= WHAT THE TASK ASKS =
Format these lines as a Markdown table with the columns Row and Line, numbering each row and skipping blank lines. Cover all of the material, and leave the pictures out of the table.

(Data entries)

• • •

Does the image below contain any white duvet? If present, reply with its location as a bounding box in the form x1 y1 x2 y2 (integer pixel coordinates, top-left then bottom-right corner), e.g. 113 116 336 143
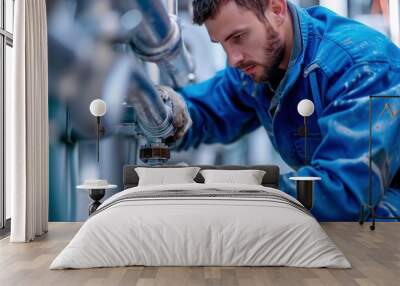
50 183 351 269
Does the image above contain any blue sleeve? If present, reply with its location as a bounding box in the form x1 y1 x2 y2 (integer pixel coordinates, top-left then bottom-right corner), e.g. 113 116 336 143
280 63 400 220
176 68 260 150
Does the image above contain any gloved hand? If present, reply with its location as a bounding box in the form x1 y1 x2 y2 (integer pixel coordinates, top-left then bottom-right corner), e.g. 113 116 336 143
156 85 192 144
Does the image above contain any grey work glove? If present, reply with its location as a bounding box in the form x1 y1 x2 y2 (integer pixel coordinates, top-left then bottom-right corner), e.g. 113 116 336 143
156 85 192 144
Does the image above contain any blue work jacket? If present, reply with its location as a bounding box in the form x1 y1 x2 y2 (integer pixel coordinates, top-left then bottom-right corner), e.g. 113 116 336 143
177 3 400 220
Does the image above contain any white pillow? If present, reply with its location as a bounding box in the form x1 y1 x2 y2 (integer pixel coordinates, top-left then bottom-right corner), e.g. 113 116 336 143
200 170 265 185
135 167 200 186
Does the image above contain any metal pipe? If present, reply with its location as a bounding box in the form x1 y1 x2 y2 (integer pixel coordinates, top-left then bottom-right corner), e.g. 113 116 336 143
130 0 195 88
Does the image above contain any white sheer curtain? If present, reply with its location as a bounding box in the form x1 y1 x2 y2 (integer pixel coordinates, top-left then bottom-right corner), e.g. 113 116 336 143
6 0 48 242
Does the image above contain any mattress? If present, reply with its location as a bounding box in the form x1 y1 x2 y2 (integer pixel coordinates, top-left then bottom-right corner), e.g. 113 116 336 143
50 183 351 269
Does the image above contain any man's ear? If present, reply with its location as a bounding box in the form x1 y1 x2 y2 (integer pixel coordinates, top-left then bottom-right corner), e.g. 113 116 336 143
268 0 288 26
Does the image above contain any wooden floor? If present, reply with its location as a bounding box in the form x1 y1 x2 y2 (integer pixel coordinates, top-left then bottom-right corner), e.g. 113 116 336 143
0 222 400 286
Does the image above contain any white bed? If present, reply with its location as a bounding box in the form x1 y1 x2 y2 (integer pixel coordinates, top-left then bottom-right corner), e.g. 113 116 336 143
50 183 351 269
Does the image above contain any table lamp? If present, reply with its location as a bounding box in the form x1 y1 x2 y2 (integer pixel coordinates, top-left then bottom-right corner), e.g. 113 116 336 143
297 99 314 165
89 99 107 162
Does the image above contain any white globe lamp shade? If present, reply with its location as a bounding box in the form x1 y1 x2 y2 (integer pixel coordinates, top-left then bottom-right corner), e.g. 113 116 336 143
89 99 107 117
297 99 314 117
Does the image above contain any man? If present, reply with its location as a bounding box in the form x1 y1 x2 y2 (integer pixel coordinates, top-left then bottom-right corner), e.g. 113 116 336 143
161 0 400 220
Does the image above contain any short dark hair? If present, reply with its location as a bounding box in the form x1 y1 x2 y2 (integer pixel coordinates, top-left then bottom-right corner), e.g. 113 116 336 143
193 0 270 25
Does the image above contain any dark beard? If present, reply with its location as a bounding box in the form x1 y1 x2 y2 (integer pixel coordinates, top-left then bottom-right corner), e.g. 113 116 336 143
255 22 285 82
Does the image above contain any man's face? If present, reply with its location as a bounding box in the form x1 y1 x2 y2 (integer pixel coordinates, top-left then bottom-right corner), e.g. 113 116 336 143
205 1 284 82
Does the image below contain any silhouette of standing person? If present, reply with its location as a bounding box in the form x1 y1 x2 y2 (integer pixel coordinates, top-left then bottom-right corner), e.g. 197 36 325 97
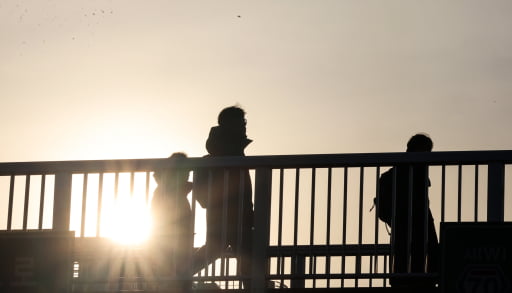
193 106 254 289
151 153 194 291
390 134 439 287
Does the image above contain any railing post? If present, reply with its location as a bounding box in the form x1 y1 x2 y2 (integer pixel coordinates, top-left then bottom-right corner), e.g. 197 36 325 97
487 162 505 222
52 173 71 231
290 254 306 289
251 168 272 293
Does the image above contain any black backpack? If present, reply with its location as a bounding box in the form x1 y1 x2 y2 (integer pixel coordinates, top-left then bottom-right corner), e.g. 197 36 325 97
373 168 394 226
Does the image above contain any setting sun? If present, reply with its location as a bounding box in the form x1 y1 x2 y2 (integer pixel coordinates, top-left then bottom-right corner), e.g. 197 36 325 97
105 198 151 245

• • •

= EXERCISE SOLUTION =
| Row | Line |
|---|---|
| 1 | Does the image below contain any white duvet? If present, reply with its location as a bounding box in the form x1 y1 x2 y2 (integer pixel coordinates, top-left then bottom-right corner), e.g. 113 116 336 143 |
| 2 | 50 183 351 269 |
| 3 | Does the image above contain any blue sleeve? If present, reply with its location as a bounding box in the form x1 y1 x2 y2 (integer pixel coordinates, top-left then bottom-right corner), e.g. 113 116 336 143 |
| 4 | 280 63 400 220 |
| 5 | 176 68 260 150 |
| 6 | Does the image above contain any gloved hand? If present, reply with its location as a bounding box in the form x1 y1 x2 y2 (integer pixel coordinates, top-left then bottom-right corner), e.g. 113 116 336 143 |
| 7 | 156 85 192 144 |
| 8 | Does the image above contain any grey work glove? If present, reply with its location as a bounding box in the form x1 y1 x2 y2 (integer pixel coordinates, top-left then bottom-right corner), e.g. 113 116 336 143 |
| 9 | 156 85 192 144 |
| 10 | Does the image above contain any blue work jacket? If present, reply with its location as a bounding box in the form x1 y1 x2 y2 (integer pixel coordinates, top-left then bottom-right corner), e.g. 113 116 336 143 |
| 11 | 177 3 400 220 |
| 12 | Does the image above contain any white pillow? If present, reply with its location as a bounding box in the form x1 y1 x2 y2 (integer pixel coordinates, top-left then bottom-right corner), e.g. 113 116 336 143 |
| 13 | 200 170 265 185 |
| 14 | 135 167 200 186 |
| 15 | Does the image above contain any metal pipe? If present, reply with its location as a bounding box in the form x1 y1 x2 y2 (integer pixel coordinates, top-left then bottom-right corner), e.g. 113 116 336 143 |
| 16 | 130 0 195 88 |
| 17 | Does the image above contain any white sheer curtain? If present, reply with its location as a bounding box in the form x1 y1 x2 y2 (integer pixel coordinates, top-left then bottom-right corner), e.g. 113 116 336 143 |
| 18 | 6 0 48 242 |
| 19 | Does the image above contain any mattress? If present, reply with its location as a bounding box in the form x1 y1 x2 y2 (integer pixel coordinates, top-left then bottom-right corner), e.g. 113 116 336 143 |
| 20 | 50 183 351 269 |
| 21 | Does the image above contain any man's ear? If present, reply with its location as a bounding box in the form x1 y1 x2 y2 (integer pixel coordinates, top-left then bottom-right corner), e.g. 113 116 336 143 |
| 22 | 268 0 288 26 |
| 23 | Does the image above contain any wooden floor? If present, reply with its location as a bounding box in the form x1 y1 x2 y2 (integer pixel coordinates, top-left then bottom-right corner), e.g. 113 116 336 143 |
| 24 | 0 222 400 286 |
| 25 | Does the image above contain any white bed? If present, reply with its location as a bounding box in the form x1 y1 x2 y2 (integer pixel coordinates, top-left then bottom-right corner), e.g. 113 116 336 143 |
| 26 | 50 183 351 269 |
| 27 | Does the image above contain any table lamp? If present, reply with its location as a bounding box in the form x1 y1 x2 y2 (integer pixel coordinates, top-left then bottom-right corner), e.g. 113 116 336 143 |
| 28 | 297 99 314 165 |
| 29 | 89 99 107 162 |
| 30 | Does the image above contain any white globe lamp shade? If present, reply with its location as a bounding box in the form x1 y1 x2 y2 (integer pixel coordinates, top-left then bottom-right corner), e.g. 113 116 336 143 |
| 31 | 89 99 107 117 |
| 32 | 297 99 314 117 |
| 33 | Does the image above contain any man? If present, reply with its location as a bounding box in the form x1 y1 x2 y2 (integer pixel coordinates, top-left then bottom-right corner), e.g. 113 116 336 143 |
| 34 | 161 0 400 220 |
| 35 | Does the image above contain any short dark hair? If present, reply with its location as a bounding box in the form x1 y1 x2 y2 (integer pixel coordinates, top-left then bottom-right corner), e.g. 113 116 336 143 |
| 36 | 193 0 270 25 |
| 37 | Does the image above contain any dark beard? If present, reply with its location as a bounding box in the form x1 y1 x2 y2 (integer pixel coordinates, top-left then bottom-right corner), e.g. 113 116 336 143 |
| 38 | 255 22 285 82 |
| 39 | Does the image above contain any man's face? If present, reply with its location as a bounding box in the form x1 y1 x2 y2 (integer pixel coordinates, top-left then bottom-right corner), e.g. 113 116 336 143 |
| 40 | 205 1 284 82 |
| 41 | Does the image below contain any silhouette of standing person? If present, reply with its location as a bounding box in the form x1 y1 x2 y2 (integer pixel coordinates, top-left then bottom-right corner), e.g. 197 36 325 97 |
| 42 | 193 106 254 289 |
| 43 | 151 153 194 291 |
| 44 | 390 134 439 287 |
| 45 | Does the image above contain any railing post? If present, reply with its location as a bounding box in the form x1 y1 x2 y2 (integer pixel coordinates, top-left then bottom-right corner), e.g. 197 36 325 97 |
| 46 | 487 162 505 222 |
| 47 | 52 173 71 231 |
| 48 | 290 254 306 289 |
| 49 | 251 168 272 293 |
| 50 | Does the image above contain any black backpack? If present, reply with its location as a bounding box in the form x1 y1 x2 y2 (integer pixel coordinates, top-left then bottom-right corner), e.g. 197 36 325 97 |
| 51 | 373 168 394 226 |
| 52 | Does the image above contain any setting sun? If present, reply with its location as a bounding box in the form x1 y1 x2 y2 (integer pixel coordinates, top-left then bottom-right corner), e.g. 197 36 325 97 |
| 53 | 105 198 151 245 |